● JOB 1
Write out the article on WPP tracing with !wmitrace and the debugger, word for word.

+===+

WPP Tracing with !wmitrace and the Debugger

Expanding on the theme of Windows software trace preprocessor (WPP)–style ETW tracing from my September article "WPP Tracing in Visual C++ 2010 Projects," I would like to show you how you can use the !wmitrace extension within WinDbg, which is the most powerful debugger available for Windows included in the Windows Driver Kit (WDK). In that article, I showed you how you could integrate WPP-style tracing into your Visual Studio 2010 projects, giving you a fast, efficient, and platform-supported way of tracing code execution in released products. Using the Event Tracing for Windows (ETW) support built into the OS, one can turn on tracing at any time before or during the execution of the code in question and gather useful traces.

I showed you how you could use tracelog.exe (included in the WDK) to start and stop WPP traces, saving them to an ETL file that you could then collect from the field and later analyze. Tracelog.exe is merely an ETW controller and is one of several available. You could even write your own. However, the ETW controller included in-box with Windows is logman.exe, and its arguments are slightly different from the tracelog.exe arguments. If you are requesting a customer to collect a trace for you, you don't want to require them to download the WDK first, so in this article, I will mostly be using logman.exe as the ETW controller.

But what if you don't have the luxury or opportunity to even create an ETL log file in the first place? What if the machine is bug-checking (blue-screening) during the test repro? In that case, you certainly won't have the opportunity to save the trace to an ETL file. So what can you do? Let's explore the answer to that question.

+===+

● JOB 2
Pick out every line in the listing below that contains the word "white", and copy each one.

[Data listing]

+===+

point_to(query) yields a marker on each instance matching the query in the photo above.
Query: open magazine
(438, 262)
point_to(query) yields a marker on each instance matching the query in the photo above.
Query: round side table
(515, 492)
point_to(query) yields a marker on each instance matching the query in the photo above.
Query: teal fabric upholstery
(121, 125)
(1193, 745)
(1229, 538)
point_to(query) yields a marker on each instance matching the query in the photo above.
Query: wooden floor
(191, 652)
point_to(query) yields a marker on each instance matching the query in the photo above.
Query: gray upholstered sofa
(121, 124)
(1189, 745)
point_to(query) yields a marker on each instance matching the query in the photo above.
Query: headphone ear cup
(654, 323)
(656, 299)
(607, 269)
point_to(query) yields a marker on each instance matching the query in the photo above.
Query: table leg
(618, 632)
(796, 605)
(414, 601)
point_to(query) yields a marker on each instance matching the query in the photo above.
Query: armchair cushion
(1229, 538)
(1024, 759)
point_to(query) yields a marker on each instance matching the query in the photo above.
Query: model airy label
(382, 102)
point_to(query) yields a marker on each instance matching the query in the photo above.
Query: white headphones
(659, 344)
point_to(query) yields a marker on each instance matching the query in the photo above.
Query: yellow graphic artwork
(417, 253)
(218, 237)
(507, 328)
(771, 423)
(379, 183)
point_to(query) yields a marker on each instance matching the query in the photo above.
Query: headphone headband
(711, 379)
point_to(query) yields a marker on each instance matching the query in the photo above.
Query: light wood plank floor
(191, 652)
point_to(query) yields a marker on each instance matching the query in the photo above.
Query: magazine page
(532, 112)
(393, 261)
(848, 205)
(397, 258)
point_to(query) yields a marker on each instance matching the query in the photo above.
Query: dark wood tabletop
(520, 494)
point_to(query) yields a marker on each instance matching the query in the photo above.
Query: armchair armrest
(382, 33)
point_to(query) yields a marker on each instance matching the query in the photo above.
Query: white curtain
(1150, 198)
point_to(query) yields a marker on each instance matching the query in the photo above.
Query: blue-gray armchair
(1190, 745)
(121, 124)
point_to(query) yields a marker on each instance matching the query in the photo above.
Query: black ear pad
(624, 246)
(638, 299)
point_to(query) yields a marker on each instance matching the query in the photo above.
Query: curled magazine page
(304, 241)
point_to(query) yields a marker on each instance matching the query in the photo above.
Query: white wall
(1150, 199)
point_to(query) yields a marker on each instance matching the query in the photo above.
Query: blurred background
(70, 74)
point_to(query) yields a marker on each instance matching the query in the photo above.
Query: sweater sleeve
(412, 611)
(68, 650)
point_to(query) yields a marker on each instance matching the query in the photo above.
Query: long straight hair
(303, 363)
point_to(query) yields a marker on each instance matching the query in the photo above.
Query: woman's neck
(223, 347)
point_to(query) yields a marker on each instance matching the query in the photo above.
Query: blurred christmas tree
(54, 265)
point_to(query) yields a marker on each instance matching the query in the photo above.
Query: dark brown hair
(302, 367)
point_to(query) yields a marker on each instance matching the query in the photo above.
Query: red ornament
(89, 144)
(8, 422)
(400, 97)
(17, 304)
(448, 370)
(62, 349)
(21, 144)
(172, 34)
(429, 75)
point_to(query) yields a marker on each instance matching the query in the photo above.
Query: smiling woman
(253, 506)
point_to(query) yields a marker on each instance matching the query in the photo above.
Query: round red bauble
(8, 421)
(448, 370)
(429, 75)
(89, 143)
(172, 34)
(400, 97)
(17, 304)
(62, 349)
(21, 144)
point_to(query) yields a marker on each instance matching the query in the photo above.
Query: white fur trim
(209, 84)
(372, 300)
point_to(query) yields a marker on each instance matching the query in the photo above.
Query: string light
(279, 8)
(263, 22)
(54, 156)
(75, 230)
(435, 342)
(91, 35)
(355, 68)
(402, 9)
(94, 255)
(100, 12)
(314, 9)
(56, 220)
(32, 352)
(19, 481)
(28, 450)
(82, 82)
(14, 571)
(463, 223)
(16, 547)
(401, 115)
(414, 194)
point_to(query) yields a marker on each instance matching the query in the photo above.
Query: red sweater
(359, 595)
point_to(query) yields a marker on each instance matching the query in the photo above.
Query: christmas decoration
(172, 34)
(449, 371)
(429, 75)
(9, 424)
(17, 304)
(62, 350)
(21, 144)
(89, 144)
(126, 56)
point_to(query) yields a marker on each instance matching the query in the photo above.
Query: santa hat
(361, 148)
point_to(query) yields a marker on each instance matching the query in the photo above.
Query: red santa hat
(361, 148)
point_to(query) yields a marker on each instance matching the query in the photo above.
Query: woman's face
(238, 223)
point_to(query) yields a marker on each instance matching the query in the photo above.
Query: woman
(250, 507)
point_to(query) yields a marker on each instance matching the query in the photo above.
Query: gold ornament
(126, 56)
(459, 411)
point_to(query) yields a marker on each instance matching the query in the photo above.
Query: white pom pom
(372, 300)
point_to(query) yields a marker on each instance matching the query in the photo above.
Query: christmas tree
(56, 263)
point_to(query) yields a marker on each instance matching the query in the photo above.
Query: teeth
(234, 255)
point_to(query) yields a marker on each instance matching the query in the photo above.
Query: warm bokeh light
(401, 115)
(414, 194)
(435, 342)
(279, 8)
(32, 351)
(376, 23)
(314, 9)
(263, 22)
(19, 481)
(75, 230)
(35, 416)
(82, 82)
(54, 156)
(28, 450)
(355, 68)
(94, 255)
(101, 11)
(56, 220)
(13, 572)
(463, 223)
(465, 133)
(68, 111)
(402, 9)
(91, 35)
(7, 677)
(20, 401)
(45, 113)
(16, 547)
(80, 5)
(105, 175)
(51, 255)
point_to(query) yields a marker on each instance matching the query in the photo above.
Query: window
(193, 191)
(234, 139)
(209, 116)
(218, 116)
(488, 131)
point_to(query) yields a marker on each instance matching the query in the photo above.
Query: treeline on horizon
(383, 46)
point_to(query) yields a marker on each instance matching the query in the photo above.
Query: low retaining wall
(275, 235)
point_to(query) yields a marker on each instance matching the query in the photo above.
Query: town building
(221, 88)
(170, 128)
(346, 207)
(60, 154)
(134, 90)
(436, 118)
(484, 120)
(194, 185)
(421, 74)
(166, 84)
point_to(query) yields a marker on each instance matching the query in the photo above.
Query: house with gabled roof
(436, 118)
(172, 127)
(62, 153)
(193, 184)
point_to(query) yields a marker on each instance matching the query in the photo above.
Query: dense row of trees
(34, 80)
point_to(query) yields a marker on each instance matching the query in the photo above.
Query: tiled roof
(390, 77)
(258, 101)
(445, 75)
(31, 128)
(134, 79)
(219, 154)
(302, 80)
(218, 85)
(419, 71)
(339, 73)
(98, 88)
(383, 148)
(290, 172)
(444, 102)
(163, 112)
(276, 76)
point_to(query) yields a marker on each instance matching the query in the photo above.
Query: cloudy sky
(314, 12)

+===+

● RESPONSE 1
WPP Tracing with !wmitrace and the Debugger

Expanding on the theme of Windows software trace preprocessor (WPP)–style ETW tracing from my September article "WPP Tracing in Visual C++ 2010 Projects," I would like to show you how you can use the !wmitrace extension within WinDbg, which is the most powerful debugger available for Windows included in the Windows Driver Kit (WDK). In that article, I showed you how you could integrate WPP-style tracing into your Visual Studio 2010 projects, giving you a fast, efficient, and platform-supported way of tracing code execution in released products. Using the Event Tracing for Windows (ETW) support built into the OS, one can turn on tracing at any time before or during the execution of the code in question and gather useful traces.

I showed you how you could use tracelog.exe (included in the WDK) to start and stop WPP traces, saving them to an ETL file that you could then collect from the field and later analyze. Tracelog.exe is merely an ETW controller and is one of several available. You could even write your own. However, the ETW controller included in-box with Windows is logman.exe, and its arguments are slightly different from the tracelog.exe arguments. If you are requesting a customer to collect a trace for you, you don't want to require them to download the WDK first, so in this article, I will mostly be using logman.exe as the ETW controller.

But what if you don't have the luxury or opportunity to even create an ETL log file in the first place? What if the machine is bug-checking (blue-screening) during the test repro? In that case, you certainly won't have the opportunity to save the trace to an ETL file. So what can you do? Let's explore the answer to that question.

● RESPONSE 2
Query: white headphones
Query: white curtain
Query: white wall
Query: white fur trim
Query: white pom pom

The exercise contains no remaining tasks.